DIRECTIONS:
(a) In the passage on skills certificates for job seekers, what percentage of job seekers who received public certificates reported sending the certificate with at least one job application?
(b) Resume the passage on skills certificates for job seekers in South Africa, writing what follows its final sentence.

SOURCE EXTRACT:
* * *
Job seeker behavior: Job seekers who received public certificates used them: 70 percent reported sending the certificate with at least one job application in the previous 3-4 months. They were also 5 percentage points (31 percent) more likely to search for jobs that valued the skill in which they scored highest in the assessment. 

Public vs private feedback: Job seekers who received private certificates updated their beliefs and altered the types of jobs they target in a similar way to job seekers who received public certificates. However, receiving private certificates that were less credible to firms had a smaller effect on participants’ labor market outcomes than public certificates.

Firm behavior: Firms gave 11 percent (1 percentage point) more interview invitations to applications that included skills certifications relative to applications without skills certifications, suggesting that firms acquired additional information about job seekers’ skills from the certificates in the initial round of reviewing applications. 

Results suggest that access to information on job seekers’ skills was a barrier to hiring for both job seekers and firms in South Africa, and providing skills certificates updated both sides’ beliefs and behavior. The intervention was also cost-effective, as the average effect on participants’ earnings in the first three months after the assessment is 2.3 times the average cost per assessment and certification.
* * *
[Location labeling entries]
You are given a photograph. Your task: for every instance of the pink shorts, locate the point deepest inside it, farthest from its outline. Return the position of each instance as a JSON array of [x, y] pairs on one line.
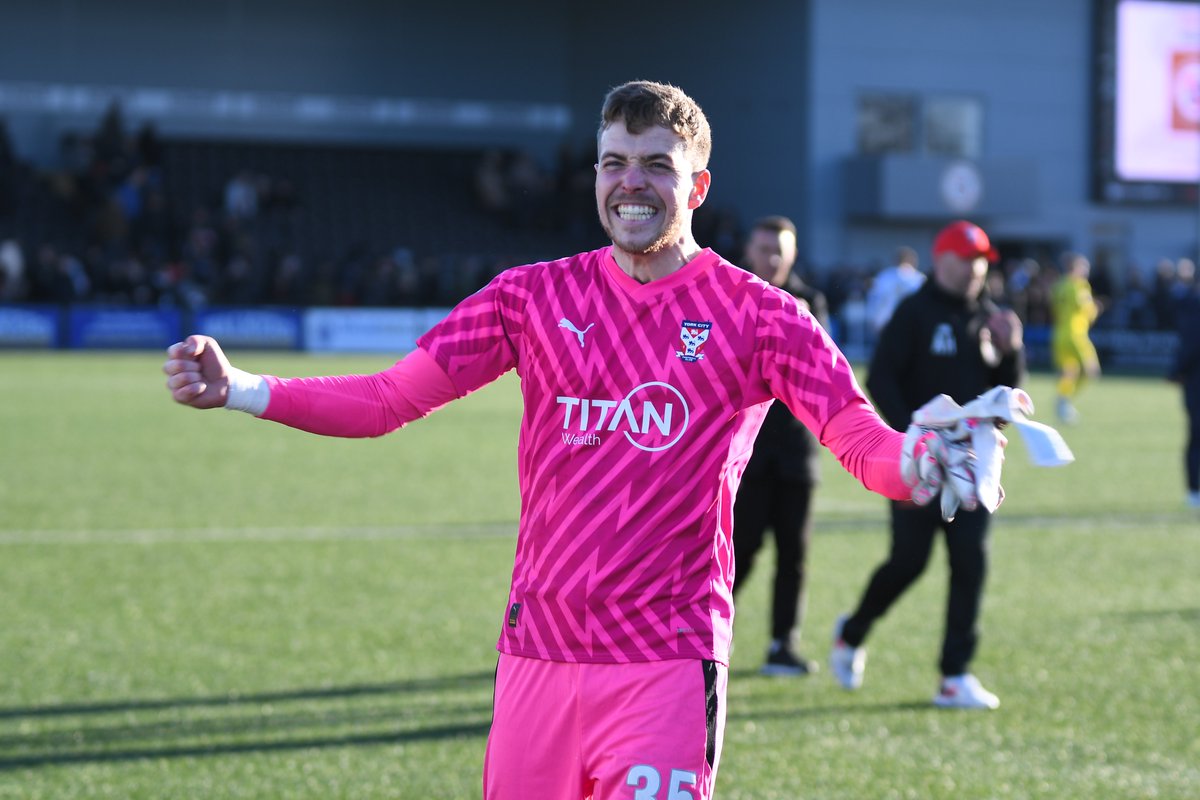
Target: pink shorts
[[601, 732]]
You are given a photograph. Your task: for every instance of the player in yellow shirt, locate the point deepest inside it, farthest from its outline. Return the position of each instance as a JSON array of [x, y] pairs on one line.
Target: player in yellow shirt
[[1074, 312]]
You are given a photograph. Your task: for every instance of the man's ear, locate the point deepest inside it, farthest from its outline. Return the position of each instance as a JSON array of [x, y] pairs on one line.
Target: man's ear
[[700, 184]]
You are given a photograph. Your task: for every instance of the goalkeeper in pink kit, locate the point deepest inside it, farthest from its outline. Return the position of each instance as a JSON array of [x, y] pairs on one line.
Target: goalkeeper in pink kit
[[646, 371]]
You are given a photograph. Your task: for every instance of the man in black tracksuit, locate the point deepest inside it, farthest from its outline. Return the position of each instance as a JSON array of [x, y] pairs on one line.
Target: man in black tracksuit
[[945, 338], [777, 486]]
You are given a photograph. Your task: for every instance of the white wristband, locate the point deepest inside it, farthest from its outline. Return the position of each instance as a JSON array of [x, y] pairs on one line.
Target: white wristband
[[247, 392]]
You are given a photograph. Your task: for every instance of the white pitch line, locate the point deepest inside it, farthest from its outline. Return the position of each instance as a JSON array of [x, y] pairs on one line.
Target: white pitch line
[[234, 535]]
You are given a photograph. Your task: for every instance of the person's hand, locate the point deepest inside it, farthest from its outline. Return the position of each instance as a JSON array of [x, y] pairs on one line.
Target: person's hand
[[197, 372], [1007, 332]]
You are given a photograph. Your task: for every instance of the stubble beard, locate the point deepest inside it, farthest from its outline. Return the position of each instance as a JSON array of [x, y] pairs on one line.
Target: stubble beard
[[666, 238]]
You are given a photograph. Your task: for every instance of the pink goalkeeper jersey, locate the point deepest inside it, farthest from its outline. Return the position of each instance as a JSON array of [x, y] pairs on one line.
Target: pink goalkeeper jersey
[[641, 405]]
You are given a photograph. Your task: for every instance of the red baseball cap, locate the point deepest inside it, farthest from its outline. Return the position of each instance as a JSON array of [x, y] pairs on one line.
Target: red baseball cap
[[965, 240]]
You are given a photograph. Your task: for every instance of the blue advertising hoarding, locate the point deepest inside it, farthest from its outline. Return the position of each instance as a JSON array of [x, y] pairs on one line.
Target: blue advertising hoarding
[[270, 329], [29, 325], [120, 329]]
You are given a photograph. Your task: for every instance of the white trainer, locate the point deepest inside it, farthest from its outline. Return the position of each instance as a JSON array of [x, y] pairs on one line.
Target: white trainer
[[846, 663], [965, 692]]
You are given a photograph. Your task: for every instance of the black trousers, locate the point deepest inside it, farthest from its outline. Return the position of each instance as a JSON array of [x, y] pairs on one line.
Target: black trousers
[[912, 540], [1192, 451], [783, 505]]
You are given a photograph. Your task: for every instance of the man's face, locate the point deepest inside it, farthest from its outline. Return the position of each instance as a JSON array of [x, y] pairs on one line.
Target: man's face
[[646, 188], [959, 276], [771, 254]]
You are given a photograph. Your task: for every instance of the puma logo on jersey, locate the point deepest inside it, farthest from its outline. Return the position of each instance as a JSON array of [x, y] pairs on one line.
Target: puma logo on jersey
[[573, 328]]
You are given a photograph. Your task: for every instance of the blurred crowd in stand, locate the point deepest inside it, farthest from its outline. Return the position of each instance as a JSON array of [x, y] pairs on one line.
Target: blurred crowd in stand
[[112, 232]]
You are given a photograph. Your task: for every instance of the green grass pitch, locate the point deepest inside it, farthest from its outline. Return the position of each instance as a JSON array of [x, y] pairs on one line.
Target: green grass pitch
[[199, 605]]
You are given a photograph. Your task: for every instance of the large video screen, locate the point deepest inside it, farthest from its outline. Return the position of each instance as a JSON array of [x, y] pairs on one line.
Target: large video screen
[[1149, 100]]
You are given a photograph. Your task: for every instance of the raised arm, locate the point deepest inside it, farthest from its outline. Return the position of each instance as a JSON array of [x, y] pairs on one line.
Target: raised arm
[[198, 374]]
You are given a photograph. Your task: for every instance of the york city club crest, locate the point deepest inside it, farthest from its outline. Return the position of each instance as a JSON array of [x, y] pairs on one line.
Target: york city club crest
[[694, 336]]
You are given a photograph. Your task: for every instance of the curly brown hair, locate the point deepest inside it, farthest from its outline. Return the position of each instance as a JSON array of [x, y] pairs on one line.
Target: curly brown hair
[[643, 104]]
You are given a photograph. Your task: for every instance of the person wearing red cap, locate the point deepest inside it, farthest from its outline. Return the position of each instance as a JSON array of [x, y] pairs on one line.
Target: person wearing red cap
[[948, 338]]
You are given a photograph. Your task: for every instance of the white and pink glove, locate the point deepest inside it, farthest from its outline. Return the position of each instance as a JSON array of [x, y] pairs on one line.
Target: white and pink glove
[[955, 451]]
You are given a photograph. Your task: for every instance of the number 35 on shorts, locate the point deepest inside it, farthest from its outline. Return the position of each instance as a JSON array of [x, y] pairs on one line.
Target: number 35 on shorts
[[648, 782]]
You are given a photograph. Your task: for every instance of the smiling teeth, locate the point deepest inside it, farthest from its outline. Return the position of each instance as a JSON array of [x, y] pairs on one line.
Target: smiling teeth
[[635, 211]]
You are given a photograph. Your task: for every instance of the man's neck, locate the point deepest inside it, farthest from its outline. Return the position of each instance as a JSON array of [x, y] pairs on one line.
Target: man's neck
* * *
RESULTS BY TASK:
(a) 70 percent, within the previous 3–4 months.

(b)
Informed by this study, Harambee integrated a modified version of this intervention into their operations in late 2019.3  The study results have also informed the researchers’ engagement with government departments that are considering similar interventions, including through this implementation guide that details how organizations may roll out a skills certificate program. Additionally, after learning about the results of this study, the City of Cape Town’s Expanded Public Works Program now offers participants of certain programs the opportunity to complete a literacy and numeracy skills assessment and receive a certificate which they may include in their future job applications.

1.
International Labor Organization. 2020. Global Employment Trends for Youth 2020: Technology and the future of jobs. Geneva: ILO. https://www.ilo.org/wcmsp5/groups/public/---dgreports/---dcomm/---publ/documents/publication/wcms_737648.pdf
2.
 Pritchett, Lant. 2013. The Rebirth of Education: Schooling Ain't Learning. Washington, DC: Center for Global Development.
3.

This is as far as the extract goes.